Chemo-selective Stille-type coupling of acyl-chlorides upon phosphine-borane Au(I) catalysis

Abstract

Phosphine-boranes do not promote oxidative addition of acyl chlorides to gold, but the phosphine-borane gold triflimide complex [ⁱPr₂P(o-C₆H₄)BCy₂]AuNTf₂ was found to catalyze the coupling of acyl chlorides and aryl stannanes. The reaction involves aryl/chloride-bridged dinuclear gold(I) complexes as key intermediates, as substantiated by spectroscopic and crystallographic analyses. Similar to Pd(0)/Pd(II)-catalyzed Stille coupling with phosphine-borane ligands, the gold-catalyzed variant shows complete chemoselectivity for acyl chlorides over aryl iodides and bromides, enabling straightforward access to halogenated aryl ketones.

---

Introduction

Over the past 15 years, phosphine-boranes have emerged as versatile and powerful ligands. The presence of a Lewis moiety in the coordination sphere of transition metals, either directly bonded to the metal or pendant, has been shown to impart peculiar reactivity and to open new catalytic paths.¹ In this context, we have shown that phosphine-boranes enable chemoselective activation and catalytic Stille coupling of acid chlorides at palladium.²

Recently, we have started to explore the impact of phosphine-boranes on gold chemistry and discovered some unique features, namely facile organic group transfer between boron and gold(I)³ and Lewis acid-assisted C(sp³)–C(sp³) coupling at gold(III).⁴ Here, we investigated the possibility of activating acyl chlorides at gold thanks to the use of phosphine-borane ligands. This work was stimulated by two recent reports. First, Peters et al. achieved Stille coupling under gold catalysis for the first and only time so far. Gold nanoparticles supported on active carbon were shown to efficiently promote the coupling of allyl stannanes and alkyl bromides.⁵ Second, Gabbaï et al. demonstrated the ability of Lewis acids to trigger Au(I) to Au(III) oxidation using a phosphine–xanthylium ambiphilic ligand.⁶ As detailed hereafter, we found that phosphine-boranes do not emulate oxidation addition of acyl chlorides to gold, but we discovered that Stille-type coupling is possible under catalytic conditions and with complete chemoselectivity for acyl chlorides over aryl iodides and bromides. Aryl-bridged dinuclear gold(I) complexes with pendant borane moieties have been spectroscopically and structurally authenticated. They are proposed to be key intermediates for acyl chloride activation and aryl transfer.

▶ _JOB 1_:
Translate this sentence from the gold catalysis passage into Spanish: "Over the past 15 years, phosphine-boranes have emerged as versatile and powerful ligands."
▶ _JOB 2_:
Answer these questions using the gold catalysis passage.
(a) Which gold complex was found to catalyze the coupling of acyl chlorides and aryl stannanes?
(b) What did Peters et al. show could promote the coupling of allyl stannanes and alkyl bromides?
(c) What kind of ligand did Gabbaï et al. use to trigger Au(I) to Au(III) oxidation?

▶ _ENTRIES_:
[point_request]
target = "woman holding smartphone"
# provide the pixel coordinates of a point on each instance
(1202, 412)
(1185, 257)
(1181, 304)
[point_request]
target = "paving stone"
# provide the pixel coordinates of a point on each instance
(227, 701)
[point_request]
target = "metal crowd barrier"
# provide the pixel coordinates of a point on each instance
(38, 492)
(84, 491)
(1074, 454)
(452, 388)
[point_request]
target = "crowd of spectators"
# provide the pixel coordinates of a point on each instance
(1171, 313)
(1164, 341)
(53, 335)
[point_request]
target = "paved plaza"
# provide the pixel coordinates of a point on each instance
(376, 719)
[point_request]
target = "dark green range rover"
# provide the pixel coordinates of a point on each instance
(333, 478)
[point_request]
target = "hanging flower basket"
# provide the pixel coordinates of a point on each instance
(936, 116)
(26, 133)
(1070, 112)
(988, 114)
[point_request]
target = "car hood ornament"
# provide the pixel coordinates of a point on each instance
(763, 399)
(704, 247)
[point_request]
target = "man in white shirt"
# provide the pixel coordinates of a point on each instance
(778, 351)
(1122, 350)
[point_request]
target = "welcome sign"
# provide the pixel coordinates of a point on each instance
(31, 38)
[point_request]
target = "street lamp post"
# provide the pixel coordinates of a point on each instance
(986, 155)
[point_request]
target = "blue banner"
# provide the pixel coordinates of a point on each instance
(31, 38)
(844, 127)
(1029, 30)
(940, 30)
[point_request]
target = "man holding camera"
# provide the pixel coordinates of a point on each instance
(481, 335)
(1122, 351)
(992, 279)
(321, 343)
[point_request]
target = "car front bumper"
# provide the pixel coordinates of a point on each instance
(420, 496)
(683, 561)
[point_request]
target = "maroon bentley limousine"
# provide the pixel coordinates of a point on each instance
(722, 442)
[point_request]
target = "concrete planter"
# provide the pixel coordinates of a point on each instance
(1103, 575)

▶ _COMPLETE ANSWER 1_:
En los últimos 15 años, los fosfina-boranos han surgido como ligandos versátiles y potentes.

▶ _COMPLETE ANSWER 2_:
(a) The phosphine-borane gold triflimide complex [ⁱPr₂P(o-C₆H₄)BCy₂]AuNTf₂
(b) Gold nanoparticles supported on active carbon
(c) A phosphine–xanthylium ambiphilic ligand